◆ **PROBLÈMES ET EXERCICES**
a: Répondez à ces questions sur le texte consacré aux lettres de saint Jérôme au pape Damase :
(i) Dans la première lettre citée, lequel des trois noms Vitalis, Meletius et Paulin l'auteur dit-il rejeter ?
(ii) D'après ceux qu'on interroge sur les trois hypostases, qu'entendent-ils par cette expression ?
(iii) Dans l'autre lettre adressée à Damase, sur qui s'appuie la rage de l'hérésie arienne ?
b: Reproduisez sans rien changer un passage du texte consacré aux lettres de saint Jérôme, en commençant par « Saint Jérôme témoigne » et en terminant par « disent un mensonge. ».

───── PAGE ─────

Et comme, pour pleurer mes crimes, je me suis retiré dans cette solitude qui sépare la Syrie d’avec le pays des Barbares, et que je ne puis, vu mon grand éloignement, demander toujours de votre sainteté le saint du Seigneur, je communique ici avec les confesseurs égyptiens vos collègues, et je me cache, humble chaloupe, parmi ces vaisseaux de haut bord. Je ne connais pas Vitalis, je rejette Meletius, j’ignore ce que c’est que Paulin. Quiconque n’amasse pas avec vous dissipe, c’est-à-dire, celui qui n’appartient pas au Christ appartient à l’antichrist. » (Lettre 14, 15 ou 57, suivant les classifications, à Damase, n°1 et 2 ; PL, 22/355-356)

Après ce témoignage de sa foi en l’institution divine de la Papauté, il nous en montre un exemple pratique en affirmant qu’il est selon lui dangereux de parler de Dieu comme étant « trois hypostases », mais déclare d’avance se soumettre à une telle formulation si l’évêque de Rome lui en donne le commandement :

« Demandons-leur ce qu’ils pensent qu’on peut entendre par trois hypostases ? Ils disent que ce sont trois personnes subsistantes; répondrons-nous que c’est là notre croyance ? Le sens ne suffit pas; ils veulent les paroles elles-mêmes, parce qu’il y a je ne sais quel venin caché sous ces mots. Nous crions : Si quelqu’un ne confesse pas trois hypostases, c’est-à-dire, trois personnes subsistantes, qu’il soit anathème. Mais, parce que nous n’usons pas de leurs termes, nous passons pour hérétiques. Que si par le mot d’hypostase, on entend la substance, et qu’on ne dise pas qu’il n’y a qu’une hypostase en trois personnes, on est séparé de Jésus Christ; c’est sur cela qu’on me reproche d’être uni avec vous par la même confession de foi. Décidez, je vous en conjure; si vous le jugez à propos, je ne craindrai pas de dire qu’il y a trois hypostases; si vous l’ordonnez, que l’on fasse une nouvelle confession de foi, après celle de Nicée, et que nous autres orthodoxes, nous nous servions pour expliquer notre sentiment, des mêmes termes que les ariens. […]

Si néanmoins vous jugez à propos qu’il faille confesser trois hypostases, en expliquant ce que l’on entend par ces mots, nous ne nous y opposons pas. […]

C’est pourquoi je conjure votre béatitude, au Nom du Crucifié, qui a sauvé le monde, au Nom de la Trinité, qui n’a qu’une même substance, de me mander si je dois confesser ou ne confesser pas trois hypostases.  » (Lettre 14, 15 ou 57, suivant les classifications, à Damase, n°3 et 5 ; PL, 22/356-358)

Saint Jérôme témoigne encore de sa foi en la Papauté peu de temps après dans une autre lettre adressée au même Pape saint Damase :

« Poursuivi sans cesse par un implacable ennemi, je soutiens dans la solitude des guerres plus cruelles que jamais. D’un côté frémit la rage de l’hérésie arienne, appuyée sur les puissants du jour; de l’autre, une Église divisée en trois parties, s’efforce de m’attirer à elle. L’ancienne autorité des moines voisins s’élève contre moi. Cependant, je ne cesse de crier. Quiconque est uni à la chaire de saint Pierre se trouve de mon parti. Mélétius, Vitalis et Paulinus disent qu’ils sont dans votre communion; je pourrais le croire, s’il n’y en avait qu’un seul qui l’affirmât. Maintenant, ou deux d’entre eux ou eux tous disent un mensonge.

───── EXTRAITS DES ITEMS ─────

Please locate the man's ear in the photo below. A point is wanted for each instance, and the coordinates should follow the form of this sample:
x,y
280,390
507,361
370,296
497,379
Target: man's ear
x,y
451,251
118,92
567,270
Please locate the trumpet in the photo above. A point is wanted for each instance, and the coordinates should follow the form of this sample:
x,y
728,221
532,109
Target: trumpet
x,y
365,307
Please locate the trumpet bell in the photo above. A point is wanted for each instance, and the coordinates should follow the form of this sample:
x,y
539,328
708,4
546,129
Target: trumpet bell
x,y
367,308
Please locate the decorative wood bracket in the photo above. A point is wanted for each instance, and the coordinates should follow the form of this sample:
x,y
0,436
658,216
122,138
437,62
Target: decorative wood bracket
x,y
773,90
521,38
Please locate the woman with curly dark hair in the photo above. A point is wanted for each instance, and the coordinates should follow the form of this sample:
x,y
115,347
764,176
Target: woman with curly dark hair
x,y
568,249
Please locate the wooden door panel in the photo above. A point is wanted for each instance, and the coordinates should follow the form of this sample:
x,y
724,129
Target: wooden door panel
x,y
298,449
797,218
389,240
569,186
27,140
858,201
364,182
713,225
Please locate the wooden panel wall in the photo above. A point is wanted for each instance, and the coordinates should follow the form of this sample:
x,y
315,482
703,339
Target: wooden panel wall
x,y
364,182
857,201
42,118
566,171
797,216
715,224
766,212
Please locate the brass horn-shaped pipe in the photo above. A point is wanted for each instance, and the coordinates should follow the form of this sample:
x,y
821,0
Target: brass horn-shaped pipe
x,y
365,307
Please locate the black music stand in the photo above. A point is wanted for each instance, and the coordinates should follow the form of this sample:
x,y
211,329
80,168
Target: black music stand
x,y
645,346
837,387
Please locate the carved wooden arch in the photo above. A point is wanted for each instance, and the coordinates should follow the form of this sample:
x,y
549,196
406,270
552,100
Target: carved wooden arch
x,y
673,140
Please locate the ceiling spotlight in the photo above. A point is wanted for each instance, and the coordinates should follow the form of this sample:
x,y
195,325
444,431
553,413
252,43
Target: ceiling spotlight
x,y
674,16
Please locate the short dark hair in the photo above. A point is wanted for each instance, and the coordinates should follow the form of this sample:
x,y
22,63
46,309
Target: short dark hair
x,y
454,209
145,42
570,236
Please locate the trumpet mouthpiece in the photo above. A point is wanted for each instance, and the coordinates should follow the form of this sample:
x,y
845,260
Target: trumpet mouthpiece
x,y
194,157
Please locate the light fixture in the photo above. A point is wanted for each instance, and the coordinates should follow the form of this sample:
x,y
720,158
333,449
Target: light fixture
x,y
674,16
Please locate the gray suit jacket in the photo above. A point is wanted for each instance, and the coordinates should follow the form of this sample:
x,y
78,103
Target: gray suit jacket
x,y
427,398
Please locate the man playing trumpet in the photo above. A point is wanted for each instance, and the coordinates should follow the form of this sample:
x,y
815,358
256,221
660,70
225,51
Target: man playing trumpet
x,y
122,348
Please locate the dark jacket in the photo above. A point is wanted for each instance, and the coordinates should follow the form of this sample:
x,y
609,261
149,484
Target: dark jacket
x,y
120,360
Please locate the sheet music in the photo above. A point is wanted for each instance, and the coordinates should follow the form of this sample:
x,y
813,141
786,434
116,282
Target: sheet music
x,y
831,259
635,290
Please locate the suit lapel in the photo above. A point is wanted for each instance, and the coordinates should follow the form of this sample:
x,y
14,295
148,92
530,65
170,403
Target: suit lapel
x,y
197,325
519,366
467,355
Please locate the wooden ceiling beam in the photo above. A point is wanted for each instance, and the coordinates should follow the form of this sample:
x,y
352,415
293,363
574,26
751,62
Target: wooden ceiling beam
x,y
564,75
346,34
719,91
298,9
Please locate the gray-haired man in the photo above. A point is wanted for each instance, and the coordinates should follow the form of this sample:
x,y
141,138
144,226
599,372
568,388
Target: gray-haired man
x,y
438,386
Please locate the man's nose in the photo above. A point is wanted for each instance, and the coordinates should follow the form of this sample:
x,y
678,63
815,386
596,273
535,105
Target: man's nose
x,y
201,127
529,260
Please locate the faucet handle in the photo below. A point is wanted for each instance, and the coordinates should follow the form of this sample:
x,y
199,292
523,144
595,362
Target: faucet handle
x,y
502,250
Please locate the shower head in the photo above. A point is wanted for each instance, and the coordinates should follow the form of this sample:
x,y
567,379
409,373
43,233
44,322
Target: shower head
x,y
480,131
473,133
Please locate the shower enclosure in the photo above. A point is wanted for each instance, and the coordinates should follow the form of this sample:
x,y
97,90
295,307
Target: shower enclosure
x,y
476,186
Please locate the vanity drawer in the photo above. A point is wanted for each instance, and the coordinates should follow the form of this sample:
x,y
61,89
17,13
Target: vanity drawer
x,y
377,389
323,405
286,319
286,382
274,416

─────

◆ **CORRIGÉS DÉTAILLÉS**
a:
(i) Meletius.
(ii) Trois personnes subsistantes.
(iii) Sur les puissants du jour.

b:
Saint Jérôme témoigne encore de sa foi en la Papauté peu de temps après dans une autre lettre adressée au même Pape saint Damase :

« Poursuivi sans cesse par un implacable ennemi, je soutiens dans la solitude des guerres plus cruelles que jamais. D’un côté frémit la rage de l’hérésie arienne, appuyée sur les puissants du jour; de l’autre, une Église divisée en trois parties, s’efforce de m’attirer à elle. L’ancienne autorité des moines voisins s’élève contre moi. Cependant, je ne cesse de crier. Quiconque est uni à la chaire de saint Pierre se trouve de mon parti. Mélétius, Vitalis et Paulinus disent qu’ils sont dans votre communion; je pourrais le croire, s’il n’y en avait qu’un seul qui l’affirmât. Maintenant, ou deux d’entre eux ou eux tous disent un mensonge.